Extrait choisi:
Confronté à de nombreuses difficultés, le Kôchi Shimbun ne baisse pas les bras et cherche une voie pour l’avenir.
Le siège du Kôchi Shimbun se trouve à l’intérieur d’un bâtiment moderne en verre et béton armé, dont la structure sombre contraste fortement avec l’immeuble blanc et démodé du gouvernement préfectoral situé à un jet de pierre de là. C’est comme si le principal quotidien de Kôchi voulait surveiller de près le siège du pouvoir politique.
Le quotidien a été créé le 1er septembre 1904, pendant la guerre russo-japonaise, lorsqu’il s’est séparé du Doyo Shimbun. Ce dernier périodique était le journal officiel du Risshisha, une organisation politique locale fondée par Itagaki Taisuke en 1874 et qui était au cœur du Mouvement pour la liberté et les droits du peuple. Plus tard, en 1941, les deux quotidiens fusionneront à nouveau pour devenir le seul journal de la préfecture de Kôchi. “Comme cette année marque le 120e anniversaire de notre journal, explique Yamaoka Masashi, le rédacteur en chef, depuis janvier, nous consacrons certaines de nos pages aux personnes qui ont lancé le mouvement démocratique. Le Risshisha a proclamé les droits innés de l’homme et a défini les objectifs de développement des connaissances du peuple et de promotion du bien-être et de la liberté. Plusieurs personnes nées à Kôchi ont joué un rôle central dans l’alliance visant à rédiger la Constitution dite de Risshisha, basée sur des idéaux démocratiques tels que la souveraineté populaire, un parlement monocaméral et des garanties en matière de droits de l’homme.” “Bien que certains de ces hommes aient été d’anciens samouraïs et aient appartenu au régime féodal, ils ont été influencés par la pensée de Jean-Jacques Rousseau. Parmi eux, il y avait un homme qui avait étudié le français et traduit ses livres en japonais. Aujourd’hui, quelque 130 ans après la proclamation de la première Constitution japonaise, nous voulons nous souvenir de ces personnes”, ajoute-t-il.
Son adjoint, Ike Kazuhiro, cite l’histoire des “funérailles du journal” comme un exemple frappant et humoristique de l’esprit rebelle et de la nature unique de Kôchi. “Le gouvernement Meiji a sévèrement réprimé le Kôchi Shimbun parce qu’il cherchait à obtenir la participation politique des gens du peuple. En 1882, la publication du journal a été suspendue à cinq reprises et, le 14 juillet de la même année, il a été interdit. En réaction, les personnes concernées ont lancé un autre périodique, le Kôchi Jiyû Shimbun [Journal libre de Kôchi], et ont poursuivi leur mouvement de protestation en y publiant un ‘avis de décès’ et en invitant les gens à participer aux ‘funérailles du journal’”.

Consigne: Pouvez-vous recopier fidèlement le passage de l'extrait sur le Kôchi Shimbun qui commence aux mots « Le siège du Kôchi » et s'arrête après « du pouvoir politique. » ?

Lignes:

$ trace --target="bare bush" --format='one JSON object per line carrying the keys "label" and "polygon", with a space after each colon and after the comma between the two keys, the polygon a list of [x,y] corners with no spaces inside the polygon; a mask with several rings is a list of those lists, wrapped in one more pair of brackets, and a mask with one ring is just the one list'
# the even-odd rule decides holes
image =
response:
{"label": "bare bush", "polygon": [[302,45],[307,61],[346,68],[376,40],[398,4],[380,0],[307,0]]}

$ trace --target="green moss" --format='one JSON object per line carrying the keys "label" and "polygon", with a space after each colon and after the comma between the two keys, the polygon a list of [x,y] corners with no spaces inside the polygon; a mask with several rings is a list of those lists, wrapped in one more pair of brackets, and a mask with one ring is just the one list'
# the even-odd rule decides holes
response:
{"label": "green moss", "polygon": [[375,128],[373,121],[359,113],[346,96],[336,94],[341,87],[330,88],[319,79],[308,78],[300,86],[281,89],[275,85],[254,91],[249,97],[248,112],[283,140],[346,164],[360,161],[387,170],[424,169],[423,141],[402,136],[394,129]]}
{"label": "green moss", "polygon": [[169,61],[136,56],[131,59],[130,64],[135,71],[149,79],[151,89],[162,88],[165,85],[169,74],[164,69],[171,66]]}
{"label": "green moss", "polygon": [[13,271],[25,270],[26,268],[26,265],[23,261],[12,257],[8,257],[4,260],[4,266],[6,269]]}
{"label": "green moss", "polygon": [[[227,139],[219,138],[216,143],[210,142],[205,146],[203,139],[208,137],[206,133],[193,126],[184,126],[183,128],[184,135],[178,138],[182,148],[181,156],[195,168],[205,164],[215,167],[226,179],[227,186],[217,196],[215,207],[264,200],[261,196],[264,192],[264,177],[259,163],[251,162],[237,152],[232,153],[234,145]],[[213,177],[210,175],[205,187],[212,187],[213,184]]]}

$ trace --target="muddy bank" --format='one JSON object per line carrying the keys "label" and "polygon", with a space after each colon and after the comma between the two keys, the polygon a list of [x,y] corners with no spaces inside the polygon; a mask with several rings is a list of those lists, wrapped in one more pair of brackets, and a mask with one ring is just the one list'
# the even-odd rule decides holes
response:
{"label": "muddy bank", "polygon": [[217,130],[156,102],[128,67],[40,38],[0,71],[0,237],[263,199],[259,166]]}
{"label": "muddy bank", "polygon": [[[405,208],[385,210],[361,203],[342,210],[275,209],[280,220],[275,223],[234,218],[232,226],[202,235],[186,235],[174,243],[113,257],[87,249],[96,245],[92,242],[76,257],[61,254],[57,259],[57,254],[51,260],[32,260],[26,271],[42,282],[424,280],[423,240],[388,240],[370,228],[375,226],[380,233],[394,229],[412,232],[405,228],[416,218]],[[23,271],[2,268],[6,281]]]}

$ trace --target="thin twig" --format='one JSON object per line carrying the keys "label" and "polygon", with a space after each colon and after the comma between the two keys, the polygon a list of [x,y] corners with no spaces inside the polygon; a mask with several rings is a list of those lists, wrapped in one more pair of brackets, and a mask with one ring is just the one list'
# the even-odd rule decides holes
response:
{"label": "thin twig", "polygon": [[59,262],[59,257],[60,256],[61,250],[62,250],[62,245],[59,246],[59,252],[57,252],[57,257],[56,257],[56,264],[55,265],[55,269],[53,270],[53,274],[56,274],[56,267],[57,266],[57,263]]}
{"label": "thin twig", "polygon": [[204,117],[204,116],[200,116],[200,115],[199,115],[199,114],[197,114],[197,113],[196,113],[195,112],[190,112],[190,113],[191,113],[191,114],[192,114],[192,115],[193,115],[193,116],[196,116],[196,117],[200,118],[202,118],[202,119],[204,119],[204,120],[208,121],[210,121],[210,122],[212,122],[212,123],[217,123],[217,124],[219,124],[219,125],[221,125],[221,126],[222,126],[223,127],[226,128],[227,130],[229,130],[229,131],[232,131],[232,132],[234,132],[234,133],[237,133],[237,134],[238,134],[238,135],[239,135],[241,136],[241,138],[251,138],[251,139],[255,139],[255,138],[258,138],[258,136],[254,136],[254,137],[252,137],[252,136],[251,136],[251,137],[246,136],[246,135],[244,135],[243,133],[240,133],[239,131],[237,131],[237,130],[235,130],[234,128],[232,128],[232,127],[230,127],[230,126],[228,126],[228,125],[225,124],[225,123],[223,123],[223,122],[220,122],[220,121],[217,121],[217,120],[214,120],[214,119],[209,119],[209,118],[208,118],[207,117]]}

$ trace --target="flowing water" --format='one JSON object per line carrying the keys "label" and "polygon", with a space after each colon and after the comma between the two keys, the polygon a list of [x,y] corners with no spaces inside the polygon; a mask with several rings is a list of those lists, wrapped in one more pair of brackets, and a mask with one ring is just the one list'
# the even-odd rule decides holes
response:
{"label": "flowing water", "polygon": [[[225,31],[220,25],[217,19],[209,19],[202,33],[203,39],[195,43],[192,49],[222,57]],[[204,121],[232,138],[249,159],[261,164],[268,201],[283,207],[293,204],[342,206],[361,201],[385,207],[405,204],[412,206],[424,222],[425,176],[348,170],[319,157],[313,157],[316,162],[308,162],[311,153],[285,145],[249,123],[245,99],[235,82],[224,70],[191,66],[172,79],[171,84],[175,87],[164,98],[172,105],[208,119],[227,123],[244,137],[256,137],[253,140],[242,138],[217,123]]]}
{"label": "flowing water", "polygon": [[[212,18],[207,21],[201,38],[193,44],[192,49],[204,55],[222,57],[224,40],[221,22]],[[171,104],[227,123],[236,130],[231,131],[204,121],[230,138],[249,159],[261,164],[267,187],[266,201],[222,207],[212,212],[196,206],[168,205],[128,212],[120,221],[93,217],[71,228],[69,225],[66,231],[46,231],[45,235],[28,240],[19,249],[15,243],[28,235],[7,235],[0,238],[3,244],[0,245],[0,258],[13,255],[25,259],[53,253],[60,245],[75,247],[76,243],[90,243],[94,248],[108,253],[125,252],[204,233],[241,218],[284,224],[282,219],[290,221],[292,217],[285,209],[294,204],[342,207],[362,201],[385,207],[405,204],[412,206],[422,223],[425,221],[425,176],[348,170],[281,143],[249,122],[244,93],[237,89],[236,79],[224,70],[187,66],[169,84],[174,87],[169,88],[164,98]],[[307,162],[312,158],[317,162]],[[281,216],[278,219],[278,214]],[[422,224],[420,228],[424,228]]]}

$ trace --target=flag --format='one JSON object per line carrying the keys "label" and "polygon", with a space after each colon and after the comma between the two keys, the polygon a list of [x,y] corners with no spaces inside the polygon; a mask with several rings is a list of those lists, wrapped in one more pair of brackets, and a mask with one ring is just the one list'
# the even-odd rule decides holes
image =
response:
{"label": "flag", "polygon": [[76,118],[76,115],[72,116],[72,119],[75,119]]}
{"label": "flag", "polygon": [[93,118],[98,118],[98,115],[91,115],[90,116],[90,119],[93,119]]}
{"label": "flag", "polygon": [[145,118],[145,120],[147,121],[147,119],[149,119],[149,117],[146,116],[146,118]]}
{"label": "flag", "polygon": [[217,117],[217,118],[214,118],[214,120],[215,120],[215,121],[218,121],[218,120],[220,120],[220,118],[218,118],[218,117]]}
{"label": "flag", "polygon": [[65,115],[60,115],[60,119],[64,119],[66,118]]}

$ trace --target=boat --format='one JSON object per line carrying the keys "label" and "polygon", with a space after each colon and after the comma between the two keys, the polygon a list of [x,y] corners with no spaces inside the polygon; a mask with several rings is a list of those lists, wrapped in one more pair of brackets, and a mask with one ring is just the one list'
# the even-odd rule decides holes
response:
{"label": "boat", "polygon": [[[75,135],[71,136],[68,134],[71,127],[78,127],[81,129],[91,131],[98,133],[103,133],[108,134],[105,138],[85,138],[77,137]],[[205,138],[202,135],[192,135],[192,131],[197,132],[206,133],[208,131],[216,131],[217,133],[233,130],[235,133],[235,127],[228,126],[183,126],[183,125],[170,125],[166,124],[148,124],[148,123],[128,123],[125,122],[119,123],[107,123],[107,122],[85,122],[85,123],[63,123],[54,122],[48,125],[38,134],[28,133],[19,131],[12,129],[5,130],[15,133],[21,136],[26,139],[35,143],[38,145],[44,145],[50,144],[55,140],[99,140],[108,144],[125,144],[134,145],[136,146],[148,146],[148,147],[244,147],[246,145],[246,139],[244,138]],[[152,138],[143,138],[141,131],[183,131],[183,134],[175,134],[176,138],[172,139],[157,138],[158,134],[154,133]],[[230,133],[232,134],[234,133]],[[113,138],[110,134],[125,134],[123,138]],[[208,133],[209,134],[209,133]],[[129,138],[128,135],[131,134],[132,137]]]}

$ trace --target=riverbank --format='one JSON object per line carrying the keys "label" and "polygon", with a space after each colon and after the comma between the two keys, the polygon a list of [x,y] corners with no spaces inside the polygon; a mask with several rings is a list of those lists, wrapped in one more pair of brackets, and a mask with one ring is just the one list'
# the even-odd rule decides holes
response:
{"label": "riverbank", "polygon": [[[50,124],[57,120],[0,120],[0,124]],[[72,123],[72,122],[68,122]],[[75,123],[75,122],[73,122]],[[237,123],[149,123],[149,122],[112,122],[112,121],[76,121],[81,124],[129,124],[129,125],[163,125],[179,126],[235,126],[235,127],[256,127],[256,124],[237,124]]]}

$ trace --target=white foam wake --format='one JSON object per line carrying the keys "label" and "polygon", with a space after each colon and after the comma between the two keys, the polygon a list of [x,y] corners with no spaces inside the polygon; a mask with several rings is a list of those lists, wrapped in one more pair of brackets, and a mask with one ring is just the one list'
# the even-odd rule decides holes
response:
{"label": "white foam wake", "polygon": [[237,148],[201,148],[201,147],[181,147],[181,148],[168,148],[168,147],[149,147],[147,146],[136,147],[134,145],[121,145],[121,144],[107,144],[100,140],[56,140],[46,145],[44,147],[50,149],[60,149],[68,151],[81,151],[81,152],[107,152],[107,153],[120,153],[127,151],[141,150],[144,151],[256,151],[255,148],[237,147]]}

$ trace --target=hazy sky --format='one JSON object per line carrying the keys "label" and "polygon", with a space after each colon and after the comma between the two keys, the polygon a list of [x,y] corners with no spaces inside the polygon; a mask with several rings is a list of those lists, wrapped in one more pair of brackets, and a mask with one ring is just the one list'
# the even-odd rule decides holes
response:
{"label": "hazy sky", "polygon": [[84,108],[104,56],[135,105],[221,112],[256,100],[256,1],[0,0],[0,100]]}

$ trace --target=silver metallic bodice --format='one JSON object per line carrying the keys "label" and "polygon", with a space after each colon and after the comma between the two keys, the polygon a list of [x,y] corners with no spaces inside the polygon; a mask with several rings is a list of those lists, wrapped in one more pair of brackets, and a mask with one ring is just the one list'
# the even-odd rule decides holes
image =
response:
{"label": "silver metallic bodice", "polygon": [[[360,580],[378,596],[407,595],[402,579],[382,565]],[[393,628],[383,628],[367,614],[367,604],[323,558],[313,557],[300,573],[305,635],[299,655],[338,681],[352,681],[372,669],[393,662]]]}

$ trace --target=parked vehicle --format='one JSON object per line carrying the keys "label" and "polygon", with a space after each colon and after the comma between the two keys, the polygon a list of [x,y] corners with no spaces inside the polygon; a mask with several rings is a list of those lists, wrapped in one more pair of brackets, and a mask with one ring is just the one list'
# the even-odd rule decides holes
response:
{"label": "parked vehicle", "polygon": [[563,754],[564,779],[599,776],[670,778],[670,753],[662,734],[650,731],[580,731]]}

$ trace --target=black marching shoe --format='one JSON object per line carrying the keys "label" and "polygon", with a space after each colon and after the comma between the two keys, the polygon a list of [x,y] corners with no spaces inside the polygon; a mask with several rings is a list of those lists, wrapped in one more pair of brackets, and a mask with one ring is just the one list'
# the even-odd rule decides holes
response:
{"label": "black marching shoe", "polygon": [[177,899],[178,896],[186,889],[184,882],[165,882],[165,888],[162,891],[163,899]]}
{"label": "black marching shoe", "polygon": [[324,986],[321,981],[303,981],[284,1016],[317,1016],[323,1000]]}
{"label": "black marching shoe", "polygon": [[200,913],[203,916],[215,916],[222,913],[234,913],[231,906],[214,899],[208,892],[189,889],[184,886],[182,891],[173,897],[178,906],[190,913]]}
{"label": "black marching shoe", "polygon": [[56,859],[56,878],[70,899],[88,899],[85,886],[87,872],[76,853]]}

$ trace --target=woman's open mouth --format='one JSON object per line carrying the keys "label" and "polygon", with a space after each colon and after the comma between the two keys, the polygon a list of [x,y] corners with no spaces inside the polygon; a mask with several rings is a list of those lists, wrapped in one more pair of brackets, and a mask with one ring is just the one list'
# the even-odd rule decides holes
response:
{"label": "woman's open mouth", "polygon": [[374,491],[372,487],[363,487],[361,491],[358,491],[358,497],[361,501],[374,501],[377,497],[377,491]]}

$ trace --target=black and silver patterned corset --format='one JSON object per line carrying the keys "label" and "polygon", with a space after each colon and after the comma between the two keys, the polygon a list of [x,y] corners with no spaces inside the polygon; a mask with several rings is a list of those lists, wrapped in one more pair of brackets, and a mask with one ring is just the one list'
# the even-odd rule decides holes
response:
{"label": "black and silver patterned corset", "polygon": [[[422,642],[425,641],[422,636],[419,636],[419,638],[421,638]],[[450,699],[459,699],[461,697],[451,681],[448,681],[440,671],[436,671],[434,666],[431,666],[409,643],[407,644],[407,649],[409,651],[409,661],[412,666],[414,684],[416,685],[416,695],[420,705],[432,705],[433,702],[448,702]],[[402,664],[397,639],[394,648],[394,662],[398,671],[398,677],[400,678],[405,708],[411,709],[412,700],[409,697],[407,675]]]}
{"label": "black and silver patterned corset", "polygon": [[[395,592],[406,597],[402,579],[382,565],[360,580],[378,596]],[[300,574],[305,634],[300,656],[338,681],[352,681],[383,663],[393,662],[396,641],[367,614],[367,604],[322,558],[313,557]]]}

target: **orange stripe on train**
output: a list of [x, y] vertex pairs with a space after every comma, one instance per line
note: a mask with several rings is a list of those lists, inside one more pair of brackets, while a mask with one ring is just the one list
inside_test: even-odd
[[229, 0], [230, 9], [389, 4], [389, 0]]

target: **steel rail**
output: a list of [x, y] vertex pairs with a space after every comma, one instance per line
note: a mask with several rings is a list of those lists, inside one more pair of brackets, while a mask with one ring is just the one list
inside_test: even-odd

Corrigé:
Le siège du Kôchi Shimbun se trouve à l’intérieur d’un bâtiment moderne en verre et béton armé, dont la structure sombre contraste fortement avec l’immeuble blanc et démodé du gouvernement préfectoral situé à un jet de pierre de là. C’est comme si le principal quotidien de Kôchi voulait surveiller de près le siège du pouvoir politique.